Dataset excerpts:
______________________________

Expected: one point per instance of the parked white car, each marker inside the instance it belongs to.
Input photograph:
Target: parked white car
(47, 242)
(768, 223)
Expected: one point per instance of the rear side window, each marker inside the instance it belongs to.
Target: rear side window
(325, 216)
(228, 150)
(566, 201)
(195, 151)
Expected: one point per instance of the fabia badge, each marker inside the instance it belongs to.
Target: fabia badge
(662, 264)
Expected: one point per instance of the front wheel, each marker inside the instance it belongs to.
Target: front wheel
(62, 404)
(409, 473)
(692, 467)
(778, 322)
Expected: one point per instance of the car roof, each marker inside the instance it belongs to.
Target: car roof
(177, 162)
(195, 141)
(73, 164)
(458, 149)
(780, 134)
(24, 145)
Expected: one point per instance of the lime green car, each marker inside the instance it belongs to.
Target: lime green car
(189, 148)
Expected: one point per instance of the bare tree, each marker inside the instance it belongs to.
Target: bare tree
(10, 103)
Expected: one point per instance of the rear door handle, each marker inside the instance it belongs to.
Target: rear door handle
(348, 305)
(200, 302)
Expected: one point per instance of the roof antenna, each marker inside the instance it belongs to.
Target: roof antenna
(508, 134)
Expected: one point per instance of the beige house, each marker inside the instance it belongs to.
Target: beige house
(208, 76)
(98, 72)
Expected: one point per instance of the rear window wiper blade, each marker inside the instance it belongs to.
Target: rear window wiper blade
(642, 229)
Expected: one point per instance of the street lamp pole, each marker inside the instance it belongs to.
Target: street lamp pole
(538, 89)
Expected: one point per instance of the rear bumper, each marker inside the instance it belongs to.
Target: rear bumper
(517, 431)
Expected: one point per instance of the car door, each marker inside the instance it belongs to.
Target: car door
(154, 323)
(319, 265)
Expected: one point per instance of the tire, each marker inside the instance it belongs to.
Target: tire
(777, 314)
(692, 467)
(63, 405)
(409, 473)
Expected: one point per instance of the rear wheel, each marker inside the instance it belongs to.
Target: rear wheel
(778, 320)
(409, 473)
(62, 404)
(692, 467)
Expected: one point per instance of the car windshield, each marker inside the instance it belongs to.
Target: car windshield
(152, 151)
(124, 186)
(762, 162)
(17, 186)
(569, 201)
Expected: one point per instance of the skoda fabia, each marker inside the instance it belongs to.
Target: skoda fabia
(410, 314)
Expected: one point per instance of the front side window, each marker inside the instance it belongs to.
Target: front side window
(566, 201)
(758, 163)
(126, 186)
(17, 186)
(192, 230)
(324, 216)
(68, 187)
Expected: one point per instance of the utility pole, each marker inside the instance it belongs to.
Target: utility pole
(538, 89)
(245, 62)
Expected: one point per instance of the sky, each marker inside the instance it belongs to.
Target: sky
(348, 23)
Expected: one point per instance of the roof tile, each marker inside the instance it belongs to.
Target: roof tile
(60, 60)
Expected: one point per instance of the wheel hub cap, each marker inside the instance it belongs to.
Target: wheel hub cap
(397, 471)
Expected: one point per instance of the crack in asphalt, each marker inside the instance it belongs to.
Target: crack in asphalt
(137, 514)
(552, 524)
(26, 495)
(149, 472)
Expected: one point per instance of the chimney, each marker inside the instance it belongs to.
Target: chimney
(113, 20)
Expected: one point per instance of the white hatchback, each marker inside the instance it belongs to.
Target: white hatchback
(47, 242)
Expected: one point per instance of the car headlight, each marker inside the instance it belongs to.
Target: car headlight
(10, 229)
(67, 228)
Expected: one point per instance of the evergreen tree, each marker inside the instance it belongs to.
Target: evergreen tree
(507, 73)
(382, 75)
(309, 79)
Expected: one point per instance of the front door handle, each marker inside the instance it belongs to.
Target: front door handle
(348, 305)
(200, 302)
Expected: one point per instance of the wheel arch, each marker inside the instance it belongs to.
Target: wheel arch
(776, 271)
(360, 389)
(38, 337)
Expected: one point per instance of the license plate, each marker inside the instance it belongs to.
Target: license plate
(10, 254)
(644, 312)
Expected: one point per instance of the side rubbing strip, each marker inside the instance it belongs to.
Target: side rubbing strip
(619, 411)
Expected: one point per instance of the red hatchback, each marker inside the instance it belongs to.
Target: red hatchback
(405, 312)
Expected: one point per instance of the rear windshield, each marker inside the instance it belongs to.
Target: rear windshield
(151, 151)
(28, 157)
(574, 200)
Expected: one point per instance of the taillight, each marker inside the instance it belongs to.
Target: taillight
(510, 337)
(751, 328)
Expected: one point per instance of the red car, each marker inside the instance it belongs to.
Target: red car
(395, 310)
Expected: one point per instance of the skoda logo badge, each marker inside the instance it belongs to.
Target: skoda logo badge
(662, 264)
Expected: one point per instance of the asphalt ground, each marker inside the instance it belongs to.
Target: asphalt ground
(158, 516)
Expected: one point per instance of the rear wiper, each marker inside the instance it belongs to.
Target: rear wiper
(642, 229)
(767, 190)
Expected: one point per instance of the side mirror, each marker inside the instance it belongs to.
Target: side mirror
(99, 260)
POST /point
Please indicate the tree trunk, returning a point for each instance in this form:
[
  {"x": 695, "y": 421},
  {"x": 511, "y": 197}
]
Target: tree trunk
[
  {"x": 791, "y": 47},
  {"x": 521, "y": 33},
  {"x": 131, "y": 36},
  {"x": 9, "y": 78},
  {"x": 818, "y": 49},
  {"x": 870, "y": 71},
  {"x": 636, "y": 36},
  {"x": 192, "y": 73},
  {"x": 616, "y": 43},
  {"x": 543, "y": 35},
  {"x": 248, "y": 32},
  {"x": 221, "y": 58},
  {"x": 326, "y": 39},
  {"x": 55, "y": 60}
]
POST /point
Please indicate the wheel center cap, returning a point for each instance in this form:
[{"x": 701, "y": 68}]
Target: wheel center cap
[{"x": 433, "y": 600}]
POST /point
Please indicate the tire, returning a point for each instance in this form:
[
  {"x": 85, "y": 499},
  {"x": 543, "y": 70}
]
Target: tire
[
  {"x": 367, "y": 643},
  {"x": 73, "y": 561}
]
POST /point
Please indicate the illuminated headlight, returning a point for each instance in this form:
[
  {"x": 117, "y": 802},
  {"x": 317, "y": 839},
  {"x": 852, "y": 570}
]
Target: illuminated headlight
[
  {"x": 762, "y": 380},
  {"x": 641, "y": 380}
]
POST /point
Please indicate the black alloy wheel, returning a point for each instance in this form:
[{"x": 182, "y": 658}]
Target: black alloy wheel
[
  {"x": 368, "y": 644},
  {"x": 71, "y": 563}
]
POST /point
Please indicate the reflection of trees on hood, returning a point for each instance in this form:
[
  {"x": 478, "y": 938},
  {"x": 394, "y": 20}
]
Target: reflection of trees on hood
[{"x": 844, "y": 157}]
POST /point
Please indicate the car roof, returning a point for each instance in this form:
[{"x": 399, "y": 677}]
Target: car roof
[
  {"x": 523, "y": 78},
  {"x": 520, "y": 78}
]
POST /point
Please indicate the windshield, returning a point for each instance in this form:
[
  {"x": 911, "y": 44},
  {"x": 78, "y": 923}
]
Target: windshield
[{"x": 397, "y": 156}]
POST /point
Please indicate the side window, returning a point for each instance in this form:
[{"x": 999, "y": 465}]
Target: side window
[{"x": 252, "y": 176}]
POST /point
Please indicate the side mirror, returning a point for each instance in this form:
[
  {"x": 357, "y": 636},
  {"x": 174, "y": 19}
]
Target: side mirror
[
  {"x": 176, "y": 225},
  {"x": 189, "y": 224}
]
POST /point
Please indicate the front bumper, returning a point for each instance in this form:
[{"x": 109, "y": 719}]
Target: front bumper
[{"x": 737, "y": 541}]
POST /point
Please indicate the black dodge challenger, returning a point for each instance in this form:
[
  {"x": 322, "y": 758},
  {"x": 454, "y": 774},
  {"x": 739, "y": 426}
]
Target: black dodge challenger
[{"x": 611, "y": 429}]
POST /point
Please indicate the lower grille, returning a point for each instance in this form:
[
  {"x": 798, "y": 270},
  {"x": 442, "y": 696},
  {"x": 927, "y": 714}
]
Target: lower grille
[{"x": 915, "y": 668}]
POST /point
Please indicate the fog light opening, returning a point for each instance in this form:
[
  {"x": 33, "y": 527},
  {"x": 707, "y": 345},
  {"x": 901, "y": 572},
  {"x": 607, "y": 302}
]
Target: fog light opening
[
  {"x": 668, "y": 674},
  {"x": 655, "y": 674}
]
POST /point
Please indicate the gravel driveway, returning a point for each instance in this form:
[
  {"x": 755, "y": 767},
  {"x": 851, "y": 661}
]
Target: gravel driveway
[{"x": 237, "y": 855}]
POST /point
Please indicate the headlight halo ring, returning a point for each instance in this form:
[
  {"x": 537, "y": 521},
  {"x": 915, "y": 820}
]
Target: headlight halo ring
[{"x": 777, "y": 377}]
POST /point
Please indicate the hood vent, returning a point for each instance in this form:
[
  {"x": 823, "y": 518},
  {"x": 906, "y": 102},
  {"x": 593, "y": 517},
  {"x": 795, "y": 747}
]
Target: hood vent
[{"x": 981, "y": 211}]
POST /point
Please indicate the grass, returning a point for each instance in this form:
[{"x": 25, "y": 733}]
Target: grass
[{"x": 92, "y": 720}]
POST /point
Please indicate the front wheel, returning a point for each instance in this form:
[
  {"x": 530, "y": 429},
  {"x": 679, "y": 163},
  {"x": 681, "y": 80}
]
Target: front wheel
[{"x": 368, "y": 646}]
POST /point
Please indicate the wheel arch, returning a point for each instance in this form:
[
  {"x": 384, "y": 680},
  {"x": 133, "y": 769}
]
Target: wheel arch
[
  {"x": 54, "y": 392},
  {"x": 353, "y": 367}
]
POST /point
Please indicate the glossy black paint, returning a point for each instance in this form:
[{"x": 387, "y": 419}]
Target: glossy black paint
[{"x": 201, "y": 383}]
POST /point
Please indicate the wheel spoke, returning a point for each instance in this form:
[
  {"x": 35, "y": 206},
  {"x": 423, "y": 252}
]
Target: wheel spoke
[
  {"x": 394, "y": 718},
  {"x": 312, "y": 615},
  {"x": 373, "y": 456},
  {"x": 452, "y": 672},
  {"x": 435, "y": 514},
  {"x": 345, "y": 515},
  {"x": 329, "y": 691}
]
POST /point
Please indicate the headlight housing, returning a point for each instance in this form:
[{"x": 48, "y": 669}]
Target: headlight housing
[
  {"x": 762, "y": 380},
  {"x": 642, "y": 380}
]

______________________________

§ **Exercise**
Take the lines above from the first through the one containing "Expected: one point per instance of the front wheel, each" and reproduce them exactly; include nothing else.

§ **Output below**
Expected: one point per instance of the parked white car, each marker inside the instance it belongs to.
Input photograph:
Target: parked white car
(47, 242)
(768, 223)
Expected: one point per instance of the rear side window, each marker inside the instance it belongs to.
Target: rear side window
(325, 216)
(228, 150)
(566, 201)
(195, 151)
Expected: one point per instance of the fabia badge, each marker inside the instance it belongs to.
Target: fabia badge
(662, 264)
Expected: one point per instance of the front wheel, each marker inside the instance it belongs to.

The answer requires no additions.